→ **Stored data**:
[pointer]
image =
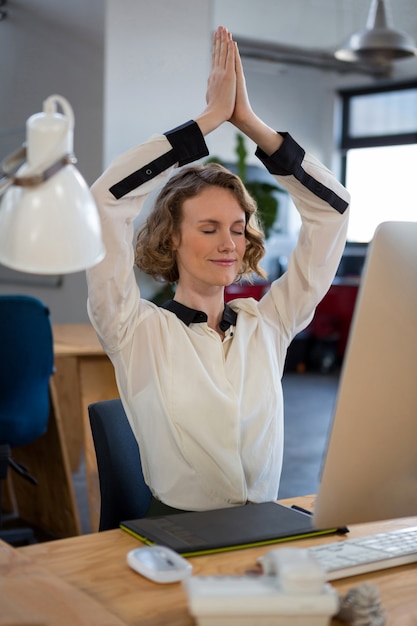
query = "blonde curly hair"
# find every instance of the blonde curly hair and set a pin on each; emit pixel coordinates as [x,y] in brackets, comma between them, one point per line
[155,254]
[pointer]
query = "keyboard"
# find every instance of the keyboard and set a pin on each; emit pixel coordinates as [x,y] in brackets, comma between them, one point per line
[367,554]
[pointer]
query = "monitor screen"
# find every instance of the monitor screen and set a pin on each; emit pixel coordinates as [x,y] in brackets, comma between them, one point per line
[370,468]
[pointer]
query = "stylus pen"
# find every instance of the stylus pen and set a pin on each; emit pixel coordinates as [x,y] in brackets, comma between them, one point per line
[300,508]
[343,529]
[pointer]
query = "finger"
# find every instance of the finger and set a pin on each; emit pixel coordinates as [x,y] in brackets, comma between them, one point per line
[223,48]
[216,47]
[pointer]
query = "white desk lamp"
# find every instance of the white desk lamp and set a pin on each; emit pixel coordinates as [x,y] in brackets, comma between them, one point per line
[49,222]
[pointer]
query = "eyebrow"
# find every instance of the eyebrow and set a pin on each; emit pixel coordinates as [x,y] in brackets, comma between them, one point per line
[211,221]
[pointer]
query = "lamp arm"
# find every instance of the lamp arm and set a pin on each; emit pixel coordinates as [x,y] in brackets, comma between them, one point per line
[10,165]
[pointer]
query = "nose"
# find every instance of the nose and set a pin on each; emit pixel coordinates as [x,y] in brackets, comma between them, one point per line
[227,243]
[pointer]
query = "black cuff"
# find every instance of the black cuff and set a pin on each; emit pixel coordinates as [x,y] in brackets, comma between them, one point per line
[188,145]
[286,160]
[188,142]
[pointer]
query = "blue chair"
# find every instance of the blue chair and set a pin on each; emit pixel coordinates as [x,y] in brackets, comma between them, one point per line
[26,365]
[124,493]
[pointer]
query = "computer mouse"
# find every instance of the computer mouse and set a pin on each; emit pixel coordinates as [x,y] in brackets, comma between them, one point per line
[159,563]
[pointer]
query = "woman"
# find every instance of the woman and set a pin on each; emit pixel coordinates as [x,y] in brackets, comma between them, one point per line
[200,381]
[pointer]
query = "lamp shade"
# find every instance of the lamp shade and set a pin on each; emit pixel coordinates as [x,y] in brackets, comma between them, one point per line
[49,223]
[378,43]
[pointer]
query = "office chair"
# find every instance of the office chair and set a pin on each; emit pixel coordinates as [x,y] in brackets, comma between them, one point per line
[124,493]
[26,365]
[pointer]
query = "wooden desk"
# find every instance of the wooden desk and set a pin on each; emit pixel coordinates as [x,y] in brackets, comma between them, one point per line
[83,374]
[96,565]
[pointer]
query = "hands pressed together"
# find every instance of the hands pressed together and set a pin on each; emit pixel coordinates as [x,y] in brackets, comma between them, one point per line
[227,97]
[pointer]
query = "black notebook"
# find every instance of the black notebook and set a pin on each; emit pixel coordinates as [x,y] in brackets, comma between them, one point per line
[220,530]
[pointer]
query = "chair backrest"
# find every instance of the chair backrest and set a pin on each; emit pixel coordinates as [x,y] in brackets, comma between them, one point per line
[124,493]
[26,365]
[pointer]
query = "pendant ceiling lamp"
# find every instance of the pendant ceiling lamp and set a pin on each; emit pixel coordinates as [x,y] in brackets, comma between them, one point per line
[378,43]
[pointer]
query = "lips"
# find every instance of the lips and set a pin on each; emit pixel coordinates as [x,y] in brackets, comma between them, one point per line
[224,262]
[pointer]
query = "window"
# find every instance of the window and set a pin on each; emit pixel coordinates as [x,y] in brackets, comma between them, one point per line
[379,145]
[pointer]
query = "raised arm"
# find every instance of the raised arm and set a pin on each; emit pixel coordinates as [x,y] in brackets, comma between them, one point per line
[244,118]
[221,84]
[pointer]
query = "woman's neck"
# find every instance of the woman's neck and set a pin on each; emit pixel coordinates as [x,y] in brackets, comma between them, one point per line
[212,304]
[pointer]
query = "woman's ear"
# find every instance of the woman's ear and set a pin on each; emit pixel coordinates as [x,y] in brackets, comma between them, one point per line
[175,240]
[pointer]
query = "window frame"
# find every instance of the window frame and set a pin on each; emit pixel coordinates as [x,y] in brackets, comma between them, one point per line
[347,142]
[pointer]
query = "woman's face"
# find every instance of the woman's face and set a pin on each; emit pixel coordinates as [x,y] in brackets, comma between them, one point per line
[211,245]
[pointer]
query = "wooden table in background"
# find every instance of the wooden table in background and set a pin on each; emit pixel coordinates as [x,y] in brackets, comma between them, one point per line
[83,374]
[96,565]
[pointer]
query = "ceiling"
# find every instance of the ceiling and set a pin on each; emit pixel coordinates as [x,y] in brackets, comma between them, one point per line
[308,32]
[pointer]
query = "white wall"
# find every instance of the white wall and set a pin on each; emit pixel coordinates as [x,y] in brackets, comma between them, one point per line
[133,67]
[48,48]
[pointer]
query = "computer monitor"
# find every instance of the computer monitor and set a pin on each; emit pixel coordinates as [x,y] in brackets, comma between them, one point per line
[370,468]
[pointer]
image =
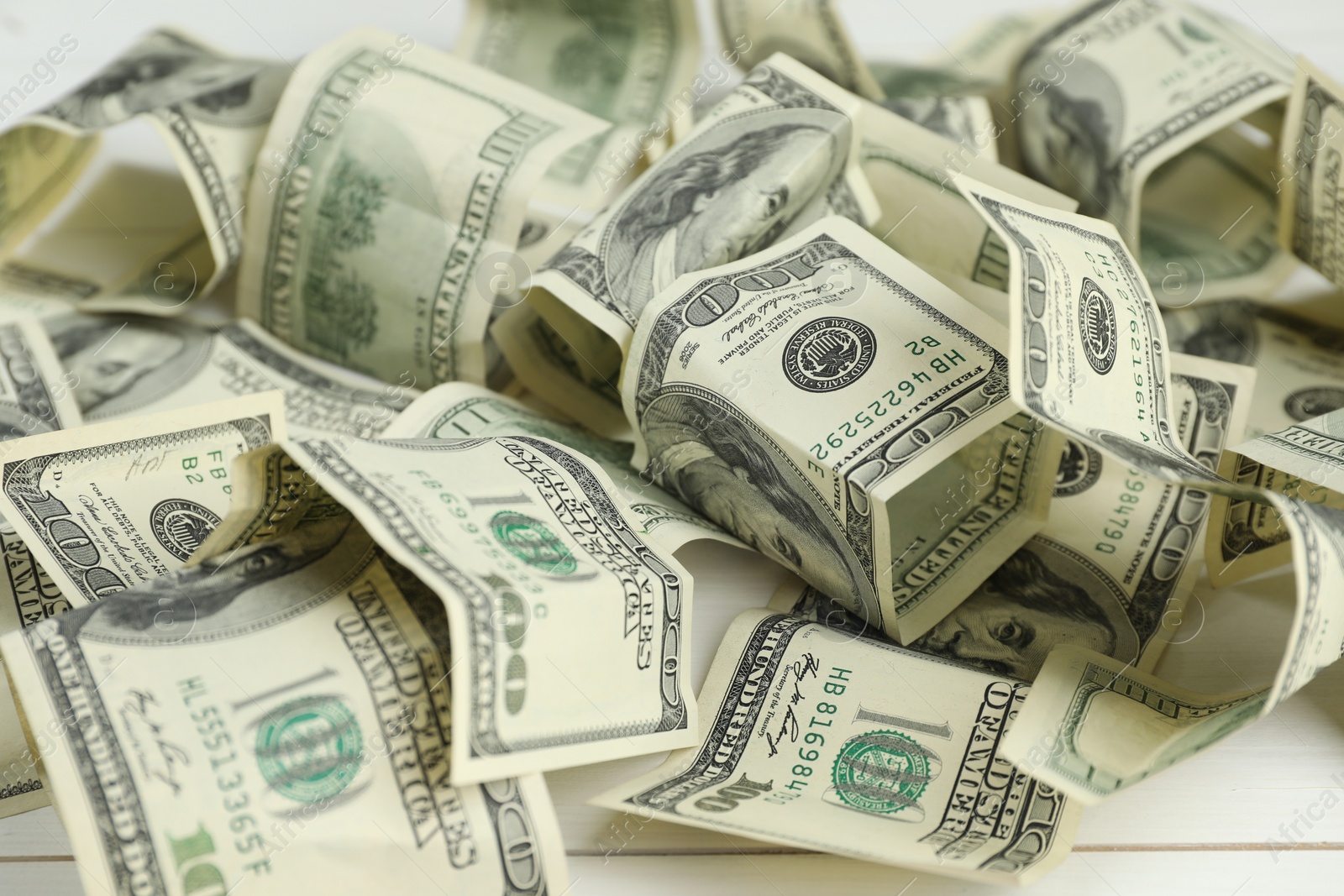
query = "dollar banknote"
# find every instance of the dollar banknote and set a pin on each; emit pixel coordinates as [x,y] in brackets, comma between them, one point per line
[461,410]
[27,597]
[822,401]
[1303,461]
[1116,562]
[381,235]
[1092,356]
[1113,566]
[1310,196]
[945,101]
[1095,726]
[35,163]
[212,107]
[964,120]
[569,627]
[37,396]
[132,365]
[779,152]
[109,506]
[1299,362]
[272,496]
[817,741]
[33,291]
[1089,349]
[633,65]
[810,31]
[268,720]
[922,214]
[557,369]
[1120,107]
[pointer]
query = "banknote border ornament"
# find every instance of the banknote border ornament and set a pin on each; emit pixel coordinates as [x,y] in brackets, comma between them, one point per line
[840,328]
[312,778]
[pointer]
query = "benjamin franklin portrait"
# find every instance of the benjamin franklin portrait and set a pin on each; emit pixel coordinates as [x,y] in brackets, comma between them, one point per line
[730,194]
[706,454]
[168,70]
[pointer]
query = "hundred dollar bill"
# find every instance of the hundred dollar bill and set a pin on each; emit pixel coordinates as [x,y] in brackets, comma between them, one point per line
[557,369]
[811,31]
[629,63]
[922,214]
[1093,359]
[27,597]
[35,168]
[819,401]
[272,497]
[1304,461]
[1133,109]
[391,188]
[109,506]
[1312,196]
[1299,362]
[1095,726]
[1119,557]
[35,394]
[131,365]
[569,627]
[777,154]
[461,410]
[269,720]
[212,109]
[824,741]
[1089,351]
[964,120]
[31,291]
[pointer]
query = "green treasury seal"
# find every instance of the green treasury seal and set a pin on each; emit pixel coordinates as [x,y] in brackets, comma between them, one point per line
[309,748]
[533,543]
[882,772]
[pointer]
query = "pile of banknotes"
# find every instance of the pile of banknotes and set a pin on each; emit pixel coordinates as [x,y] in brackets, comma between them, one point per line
[346,468]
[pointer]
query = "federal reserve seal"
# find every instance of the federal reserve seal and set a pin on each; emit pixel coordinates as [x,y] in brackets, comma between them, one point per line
[1097,327]
[181,526]
[828,354]
[884,772]
[1307,403]
[309,750]
[533,543]
[1079,469]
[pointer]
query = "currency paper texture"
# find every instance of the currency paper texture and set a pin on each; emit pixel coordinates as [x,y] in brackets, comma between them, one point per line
[570,631]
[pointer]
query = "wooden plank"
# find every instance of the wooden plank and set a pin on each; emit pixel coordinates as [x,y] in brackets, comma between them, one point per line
[1200,873]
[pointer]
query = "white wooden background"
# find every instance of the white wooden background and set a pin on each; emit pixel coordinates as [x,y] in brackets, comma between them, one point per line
[1261,813]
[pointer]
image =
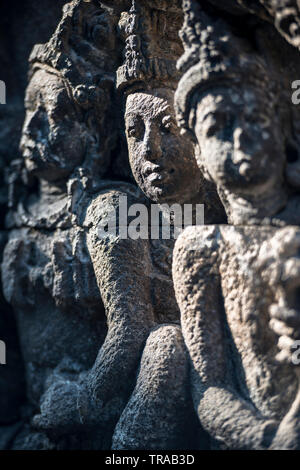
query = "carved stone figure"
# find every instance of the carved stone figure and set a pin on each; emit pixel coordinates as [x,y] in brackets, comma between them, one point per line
[237,288]
[163,166]
[48,276]
[236,102]
[58,273]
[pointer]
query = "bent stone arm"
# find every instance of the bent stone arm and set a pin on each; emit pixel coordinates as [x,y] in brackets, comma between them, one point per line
[122,269]
[223,413]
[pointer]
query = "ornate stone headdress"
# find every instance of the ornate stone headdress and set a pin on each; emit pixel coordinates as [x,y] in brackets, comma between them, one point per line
[77,54]
[214,57]
[152,44]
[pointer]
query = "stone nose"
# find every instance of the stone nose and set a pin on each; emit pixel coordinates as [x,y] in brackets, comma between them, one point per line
[152,145]
[242,139]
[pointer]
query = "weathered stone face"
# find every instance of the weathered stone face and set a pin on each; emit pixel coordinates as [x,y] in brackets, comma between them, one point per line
[53,141]
[237,136]
[118,352]
[162,161]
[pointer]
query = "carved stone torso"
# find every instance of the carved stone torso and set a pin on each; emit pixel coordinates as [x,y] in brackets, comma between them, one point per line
[269,385]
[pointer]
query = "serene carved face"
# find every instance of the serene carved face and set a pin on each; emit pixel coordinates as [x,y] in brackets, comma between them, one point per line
[238,139]
[162,161]
[53,141]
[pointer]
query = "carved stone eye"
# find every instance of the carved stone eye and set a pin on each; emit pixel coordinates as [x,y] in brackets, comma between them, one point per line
[81,95]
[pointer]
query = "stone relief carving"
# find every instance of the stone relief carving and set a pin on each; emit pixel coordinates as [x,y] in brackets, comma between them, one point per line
[135,344]
[237,285]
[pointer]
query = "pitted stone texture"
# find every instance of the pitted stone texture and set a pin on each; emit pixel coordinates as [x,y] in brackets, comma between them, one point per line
[229,283]
[160,406]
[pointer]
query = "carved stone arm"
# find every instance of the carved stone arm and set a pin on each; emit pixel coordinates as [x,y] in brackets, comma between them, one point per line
[222,411]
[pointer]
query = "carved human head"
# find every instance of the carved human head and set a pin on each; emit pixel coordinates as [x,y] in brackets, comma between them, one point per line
[69,96]
[228,102]
[162,161]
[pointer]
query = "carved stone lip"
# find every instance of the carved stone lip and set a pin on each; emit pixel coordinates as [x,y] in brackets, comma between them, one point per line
[150,169]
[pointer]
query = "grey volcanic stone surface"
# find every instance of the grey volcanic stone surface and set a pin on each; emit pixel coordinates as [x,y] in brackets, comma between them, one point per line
[149,342]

→ **Exercise brief**:
Pick out and copy every line of the records above that contains the word "reserve". Case counts, so only lines with the word in that exact case qualify.

→ **Full answer**:
query = "federal reserve seal"
# find every instance of the federal reserve seal and set a pin on each; emit pixel coordinates as [x,y] in brackets, comma between them, one point per line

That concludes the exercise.